Record excerpts:

_ _ _ _ _ _ _

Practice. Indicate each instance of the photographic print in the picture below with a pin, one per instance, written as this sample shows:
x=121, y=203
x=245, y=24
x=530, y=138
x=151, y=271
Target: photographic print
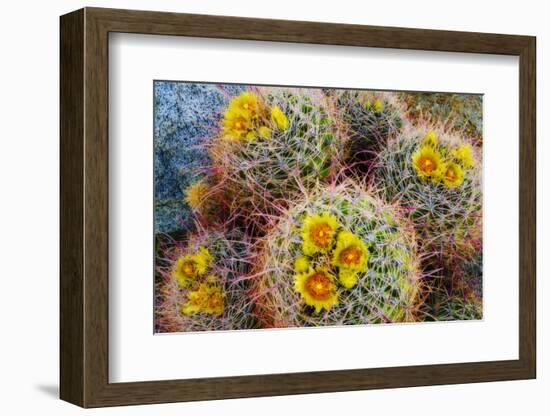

_ _ _ _ _ _ _

Requirement: Although the records contain pictures, only their text should be repeated, exactly as it appears.

Result for this exercise:
Practice. Indicate each instance of the photographic print in the picture below with a pin, one per instance, written as this sample shows:
x=121, y=203
x=245, y=24
x=530, y=138
x=151, y=271
Target: photographic print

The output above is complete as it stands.